## Stated exercise A
In the presentation of Delusive Spaces, echo the passage beginning at the words "On April 8, writer, journalist" and ending after the words "of his presentation.".
## Stated exercise B
List every person named in the presentation of Delusive Spaces.

## Given passage
On April 8, writer, journalist and former director of De Balie Chris Keulemans presented Eric Kluitenberg’s new book Delusive Spaces. Below is the full text of his presentation.
“The first time I realized this was not just another postmodern Internet geek, dressed in black and locked behind his computer, was on a summer night in Belgrade, 1997. One of Radio B92’s young activists was walking me towards their provisional studio. She asked me for names of people she could invite to give lectures about tactical media to their crowd. ‘And not,’ she said in that quasi-cosmopolitan, blasé little tone so typical of savvy Belgradians at the time, ‘not the usual suspects like Geert Lovink and Eric Kluitenberg.’ Wow, I thought, if Geert and Eric are already so famous here that they’re regarded as old news, that a girl like this even pronounces their complicated names as if she discusses them every day, these guys must have made quite an impression in parts of Europe that were still hardly familiar in Amsterdam back in those days.
If there was ever a place where it was attractive to believe that the physical and the digital were two different and separated spaces, it must have been Belgrade in the late nineties. In between the Bosnian and Kosovo wars, Milošević’ oppressive regime was omnipresent. You could smell the atmosphere of fear, hatred and intimidation in the streets. B92’s ability to create an expanding network of alternative music and information, through radio and internet, was impressive. While the real world of politics and everyday life was uglier than ever, the new media scene in Belgrade seemed to be the perfect example of how digital revolutionaries could thrive and really matter in their virtual oasis. This was the dream, at the time, of media activists all over the world.
Eric Kluitenberg was an early sceptic. His new book, Delusive Spaces, includes a few texts from that period. ‘To consider these domains, the physical and the virtual, as distinct is simply absurd,’ he wrote at the time in a text on the so-called new freedom, ‘and it does not assist with understanding what the emergency of these technologies actually signifies for the individual or for society.’ His wake-up call came early and it was serious. ‘It is much more straightforward to see the embodied and electronically mediated as two aspects of the same experiential, social and political reality. In other words, to assume one ‘hybrid’ reality that consists of both physically embodied and electronically mediated elements. Such an approach foregrounds the hybridization of most common spheres of everyday life, where the contradictory logics of physical existence and electronic mediation continuously affect and confront each other.’
This tension between his scepsis about the liberating myth of technological progress and his irrepressible belief in the potential of new alternatives is the driving force behind this book. And an impressive book it is. Impressive, inspirational and, I hope, influential.

## Material
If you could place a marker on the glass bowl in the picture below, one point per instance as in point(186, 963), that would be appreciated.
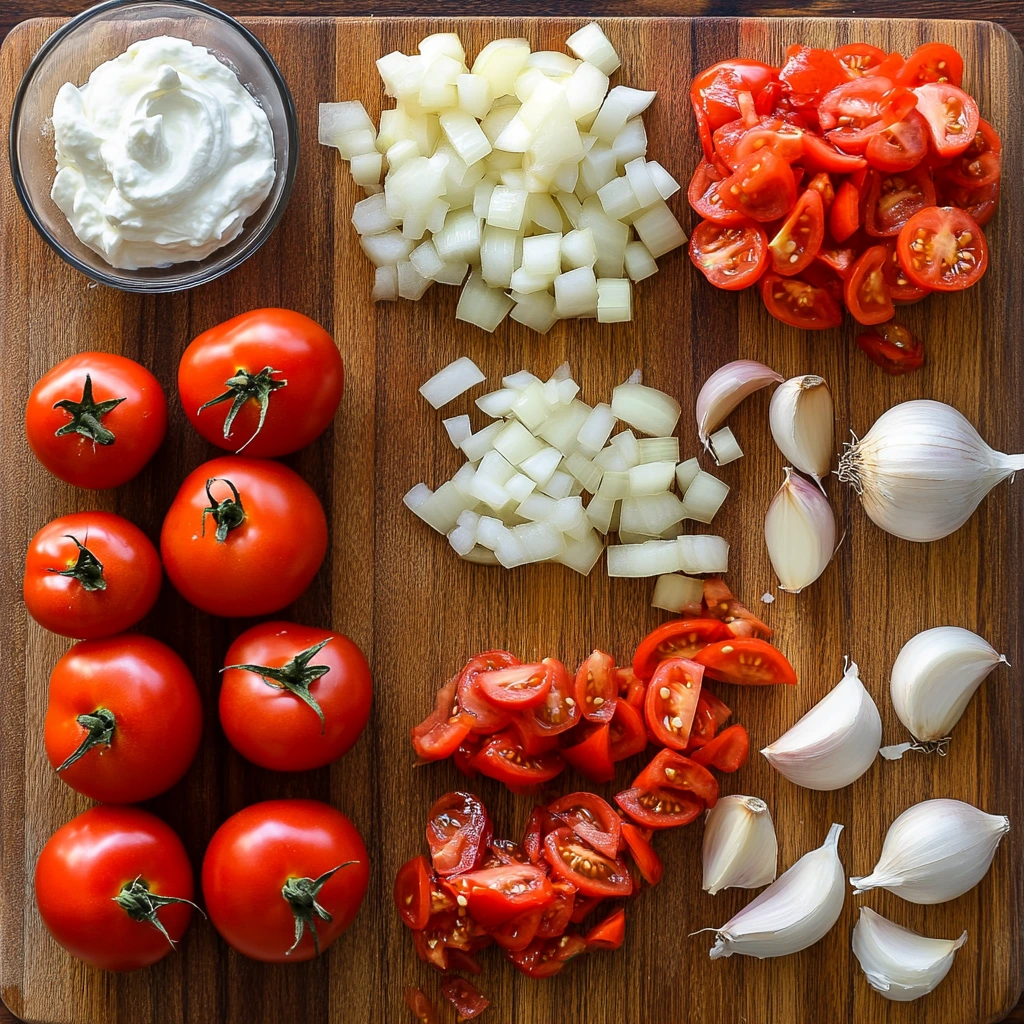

## Complete answer A
On April 8, writer, journalist and former director of De Balie Chris Keulemans presented Eric Kluitenberg’s new book Delusive Spaces. Below is the full text of his presentation.

## Complete answer B
Chris Keulemans
Eric Kluitenberg
Geert Lovink
Milošević